Write out the material below exactly, beginning at the line that contains "occurrences of wooden" and ending with its last line, both ends included; write nothing else.

★ ★ ★ ★ ★ ★ ★

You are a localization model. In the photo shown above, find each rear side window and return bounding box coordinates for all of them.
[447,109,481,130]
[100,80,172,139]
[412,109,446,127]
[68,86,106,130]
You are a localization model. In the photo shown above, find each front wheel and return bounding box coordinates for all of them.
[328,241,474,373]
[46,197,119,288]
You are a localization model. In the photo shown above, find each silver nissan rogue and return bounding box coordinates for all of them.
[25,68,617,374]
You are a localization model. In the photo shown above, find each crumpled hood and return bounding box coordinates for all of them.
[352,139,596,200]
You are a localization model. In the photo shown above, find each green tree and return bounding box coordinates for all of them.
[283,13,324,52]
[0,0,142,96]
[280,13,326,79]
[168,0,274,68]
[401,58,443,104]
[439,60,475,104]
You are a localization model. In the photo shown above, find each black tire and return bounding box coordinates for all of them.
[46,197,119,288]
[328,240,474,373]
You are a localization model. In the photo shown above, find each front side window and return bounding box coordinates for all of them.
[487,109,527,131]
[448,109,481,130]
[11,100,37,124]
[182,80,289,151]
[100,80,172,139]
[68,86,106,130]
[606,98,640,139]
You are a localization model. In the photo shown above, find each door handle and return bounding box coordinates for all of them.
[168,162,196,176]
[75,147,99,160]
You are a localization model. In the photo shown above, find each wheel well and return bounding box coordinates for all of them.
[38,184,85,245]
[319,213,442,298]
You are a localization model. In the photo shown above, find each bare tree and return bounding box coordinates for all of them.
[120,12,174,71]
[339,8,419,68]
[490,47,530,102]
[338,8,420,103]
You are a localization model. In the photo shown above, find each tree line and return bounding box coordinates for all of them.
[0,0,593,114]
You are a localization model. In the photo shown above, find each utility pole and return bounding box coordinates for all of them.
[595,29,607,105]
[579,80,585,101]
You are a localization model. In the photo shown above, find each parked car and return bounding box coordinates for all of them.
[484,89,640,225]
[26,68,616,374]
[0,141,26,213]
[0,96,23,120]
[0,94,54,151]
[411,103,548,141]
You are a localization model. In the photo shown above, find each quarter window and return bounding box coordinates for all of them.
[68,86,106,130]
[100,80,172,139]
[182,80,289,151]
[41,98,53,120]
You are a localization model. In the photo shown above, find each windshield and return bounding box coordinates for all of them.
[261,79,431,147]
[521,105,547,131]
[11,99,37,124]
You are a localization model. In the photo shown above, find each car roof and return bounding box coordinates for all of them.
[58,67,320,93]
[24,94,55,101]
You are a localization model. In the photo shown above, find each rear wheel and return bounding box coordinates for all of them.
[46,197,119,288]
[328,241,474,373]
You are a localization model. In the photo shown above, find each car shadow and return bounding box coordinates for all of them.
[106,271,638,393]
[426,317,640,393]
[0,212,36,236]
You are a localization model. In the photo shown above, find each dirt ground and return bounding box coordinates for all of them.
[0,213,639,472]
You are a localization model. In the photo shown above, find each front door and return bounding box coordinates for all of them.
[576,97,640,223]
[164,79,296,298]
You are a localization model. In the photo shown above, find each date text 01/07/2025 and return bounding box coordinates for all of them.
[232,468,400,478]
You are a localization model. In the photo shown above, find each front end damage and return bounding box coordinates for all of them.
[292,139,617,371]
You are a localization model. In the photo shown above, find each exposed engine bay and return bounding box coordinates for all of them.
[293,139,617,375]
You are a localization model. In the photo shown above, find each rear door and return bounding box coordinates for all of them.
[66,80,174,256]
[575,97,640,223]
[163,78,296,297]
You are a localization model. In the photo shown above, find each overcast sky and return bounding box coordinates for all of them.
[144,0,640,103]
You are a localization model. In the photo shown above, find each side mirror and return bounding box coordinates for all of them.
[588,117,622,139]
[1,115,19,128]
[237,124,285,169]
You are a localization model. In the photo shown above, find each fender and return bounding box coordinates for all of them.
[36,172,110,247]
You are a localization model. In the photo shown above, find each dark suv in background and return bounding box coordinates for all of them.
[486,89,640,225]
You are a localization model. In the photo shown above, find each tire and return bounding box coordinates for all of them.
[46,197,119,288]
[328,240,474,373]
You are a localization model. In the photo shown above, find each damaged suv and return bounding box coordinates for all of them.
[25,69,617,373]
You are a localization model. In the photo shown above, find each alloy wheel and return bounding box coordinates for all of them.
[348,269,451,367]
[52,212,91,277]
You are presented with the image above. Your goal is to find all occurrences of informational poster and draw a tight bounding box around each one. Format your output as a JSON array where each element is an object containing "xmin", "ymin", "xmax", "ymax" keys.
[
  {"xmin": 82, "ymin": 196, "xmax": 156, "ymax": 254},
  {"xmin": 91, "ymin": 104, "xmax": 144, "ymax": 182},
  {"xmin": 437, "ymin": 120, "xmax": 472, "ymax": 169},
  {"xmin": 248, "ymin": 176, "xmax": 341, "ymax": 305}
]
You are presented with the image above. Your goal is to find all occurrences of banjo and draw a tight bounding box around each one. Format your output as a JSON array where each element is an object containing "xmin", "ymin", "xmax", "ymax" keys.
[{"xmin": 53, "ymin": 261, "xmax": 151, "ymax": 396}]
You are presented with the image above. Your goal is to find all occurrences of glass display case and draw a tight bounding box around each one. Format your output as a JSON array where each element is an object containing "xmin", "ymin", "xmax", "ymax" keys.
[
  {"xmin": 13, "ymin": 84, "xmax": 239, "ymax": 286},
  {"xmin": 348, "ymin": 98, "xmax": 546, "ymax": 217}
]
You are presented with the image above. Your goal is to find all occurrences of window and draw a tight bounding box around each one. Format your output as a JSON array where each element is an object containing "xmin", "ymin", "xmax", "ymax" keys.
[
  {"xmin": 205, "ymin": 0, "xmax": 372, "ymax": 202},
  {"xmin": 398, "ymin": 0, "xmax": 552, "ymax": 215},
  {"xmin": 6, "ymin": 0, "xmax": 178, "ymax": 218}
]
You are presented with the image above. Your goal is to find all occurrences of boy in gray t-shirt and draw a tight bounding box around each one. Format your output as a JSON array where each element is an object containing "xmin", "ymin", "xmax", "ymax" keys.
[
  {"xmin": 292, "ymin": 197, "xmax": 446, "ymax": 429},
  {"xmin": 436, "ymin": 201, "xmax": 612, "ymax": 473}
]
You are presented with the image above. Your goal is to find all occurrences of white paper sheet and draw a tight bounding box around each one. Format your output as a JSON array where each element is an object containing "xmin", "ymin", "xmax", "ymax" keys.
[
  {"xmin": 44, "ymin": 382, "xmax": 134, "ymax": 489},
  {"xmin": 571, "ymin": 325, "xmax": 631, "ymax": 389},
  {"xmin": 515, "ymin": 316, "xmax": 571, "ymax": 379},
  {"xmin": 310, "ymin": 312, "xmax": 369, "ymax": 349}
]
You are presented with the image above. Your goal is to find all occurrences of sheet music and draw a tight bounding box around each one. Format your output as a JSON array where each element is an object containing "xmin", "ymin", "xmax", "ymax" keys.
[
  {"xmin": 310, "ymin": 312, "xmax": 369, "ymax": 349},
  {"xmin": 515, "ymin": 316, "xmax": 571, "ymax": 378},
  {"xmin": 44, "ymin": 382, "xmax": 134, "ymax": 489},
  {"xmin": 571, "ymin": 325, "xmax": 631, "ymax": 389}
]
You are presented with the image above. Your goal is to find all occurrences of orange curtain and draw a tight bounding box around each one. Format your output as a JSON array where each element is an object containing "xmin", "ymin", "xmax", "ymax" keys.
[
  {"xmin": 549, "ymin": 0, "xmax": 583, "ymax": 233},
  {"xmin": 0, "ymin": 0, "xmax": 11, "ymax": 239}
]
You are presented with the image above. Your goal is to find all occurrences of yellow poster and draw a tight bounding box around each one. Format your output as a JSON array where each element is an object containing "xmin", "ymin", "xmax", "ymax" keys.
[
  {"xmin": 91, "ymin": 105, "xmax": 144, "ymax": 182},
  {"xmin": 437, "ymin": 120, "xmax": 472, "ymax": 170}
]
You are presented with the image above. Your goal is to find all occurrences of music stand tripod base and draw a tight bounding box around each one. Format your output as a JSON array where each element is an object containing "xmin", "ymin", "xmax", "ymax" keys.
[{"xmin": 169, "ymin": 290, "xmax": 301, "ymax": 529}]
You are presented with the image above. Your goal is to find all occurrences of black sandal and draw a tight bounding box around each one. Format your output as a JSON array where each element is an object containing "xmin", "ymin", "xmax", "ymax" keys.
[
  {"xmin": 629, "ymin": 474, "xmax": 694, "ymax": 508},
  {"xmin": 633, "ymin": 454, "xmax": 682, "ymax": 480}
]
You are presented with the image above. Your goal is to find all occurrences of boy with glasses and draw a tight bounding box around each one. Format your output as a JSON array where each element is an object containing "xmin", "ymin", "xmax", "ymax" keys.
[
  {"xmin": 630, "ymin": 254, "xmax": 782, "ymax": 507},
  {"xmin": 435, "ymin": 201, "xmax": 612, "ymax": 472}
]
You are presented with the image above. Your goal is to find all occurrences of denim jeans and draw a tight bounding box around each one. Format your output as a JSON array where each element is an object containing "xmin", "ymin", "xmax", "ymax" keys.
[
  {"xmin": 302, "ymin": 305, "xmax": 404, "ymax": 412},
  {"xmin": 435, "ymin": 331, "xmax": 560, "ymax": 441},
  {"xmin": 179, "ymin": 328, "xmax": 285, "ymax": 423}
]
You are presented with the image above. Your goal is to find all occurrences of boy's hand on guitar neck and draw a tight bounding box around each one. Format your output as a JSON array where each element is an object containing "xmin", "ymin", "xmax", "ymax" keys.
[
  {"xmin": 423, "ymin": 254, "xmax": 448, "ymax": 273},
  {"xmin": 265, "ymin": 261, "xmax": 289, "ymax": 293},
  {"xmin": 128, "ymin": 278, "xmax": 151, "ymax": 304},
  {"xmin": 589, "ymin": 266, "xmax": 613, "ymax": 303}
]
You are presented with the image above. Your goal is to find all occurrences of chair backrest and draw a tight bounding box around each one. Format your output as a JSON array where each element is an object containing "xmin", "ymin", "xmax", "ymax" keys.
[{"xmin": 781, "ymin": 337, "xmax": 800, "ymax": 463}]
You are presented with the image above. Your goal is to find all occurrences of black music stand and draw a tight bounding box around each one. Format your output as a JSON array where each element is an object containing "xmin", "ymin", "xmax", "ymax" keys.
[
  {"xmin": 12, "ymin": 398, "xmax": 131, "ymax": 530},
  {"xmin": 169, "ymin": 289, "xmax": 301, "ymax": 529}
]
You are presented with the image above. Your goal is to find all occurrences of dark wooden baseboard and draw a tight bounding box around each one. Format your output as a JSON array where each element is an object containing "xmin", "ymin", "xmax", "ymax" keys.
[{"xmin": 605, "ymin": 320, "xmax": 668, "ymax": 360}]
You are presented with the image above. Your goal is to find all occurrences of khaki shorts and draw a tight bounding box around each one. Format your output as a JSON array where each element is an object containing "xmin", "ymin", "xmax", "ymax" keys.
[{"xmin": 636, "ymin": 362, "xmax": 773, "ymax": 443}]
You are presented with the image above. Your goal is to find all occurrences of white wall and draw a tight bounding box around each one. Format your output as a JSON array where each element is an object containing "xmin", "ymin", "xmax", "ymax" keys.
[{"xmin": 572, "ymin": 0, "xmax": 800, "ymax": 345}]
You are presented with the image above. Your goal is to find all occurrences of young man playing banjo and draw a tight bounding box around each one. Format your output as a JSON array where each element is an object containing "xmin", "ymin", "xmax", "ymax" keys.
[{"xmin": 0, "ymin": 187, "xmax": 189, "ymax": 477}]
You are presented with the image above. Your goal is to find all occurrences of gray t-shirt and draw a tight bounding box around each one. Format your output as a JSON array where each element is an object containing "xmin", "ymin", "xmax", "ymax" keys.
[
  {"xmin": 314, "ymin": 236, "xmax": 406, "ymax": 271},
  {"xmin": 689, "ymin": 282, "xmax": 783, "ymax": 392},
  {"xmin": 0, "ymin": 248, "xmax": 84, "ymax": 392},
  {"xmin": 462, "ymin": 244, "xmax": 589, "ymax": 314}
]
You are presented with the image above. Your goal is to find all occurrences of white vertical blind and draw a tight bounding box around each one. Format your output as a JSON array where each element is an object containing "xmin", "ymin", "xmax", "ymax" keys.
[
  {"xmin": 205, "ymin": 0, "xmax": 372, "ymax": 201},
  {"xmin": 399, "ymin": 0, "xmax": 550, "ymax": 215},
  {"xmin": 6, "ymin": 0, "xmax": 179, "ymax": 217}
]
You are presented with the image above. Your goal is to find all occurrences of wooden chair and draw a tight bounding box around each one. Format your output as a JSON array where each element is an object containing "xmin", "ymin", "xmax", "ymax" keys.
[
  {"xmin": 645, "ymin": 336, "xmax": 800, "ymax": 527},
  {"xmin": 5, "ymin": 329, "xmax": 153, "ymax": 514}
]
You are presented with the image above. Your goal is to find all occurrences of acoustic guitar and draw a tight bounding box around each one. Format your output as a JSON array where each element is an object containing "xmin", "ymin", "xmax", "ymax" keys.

★ ★ ★ ★ ★ ★ ★

Written solution.
You are presented with the image above. Your goal is to find all occurrences of wooden chair and draw a tight bounding box around each one. Format your output as a JSON array where each element is an object containing "xmin", "ymin", "xmax", "ymax" keys.
[
  {"xmin": 645, "ymin": 336, "xmax": 800, "ymax": 527},
  {"xmin": 5, "ymin": 329, "xmax": 153, "ymax": 514}
]
You are presented with the image above. Your goal is to find all occurrences of acoustic guitar and draw a tight bounding box around each one. Format your output as a JSON array where each element is an object containing "xmin", "ymin", "xmax", "ymax" keys.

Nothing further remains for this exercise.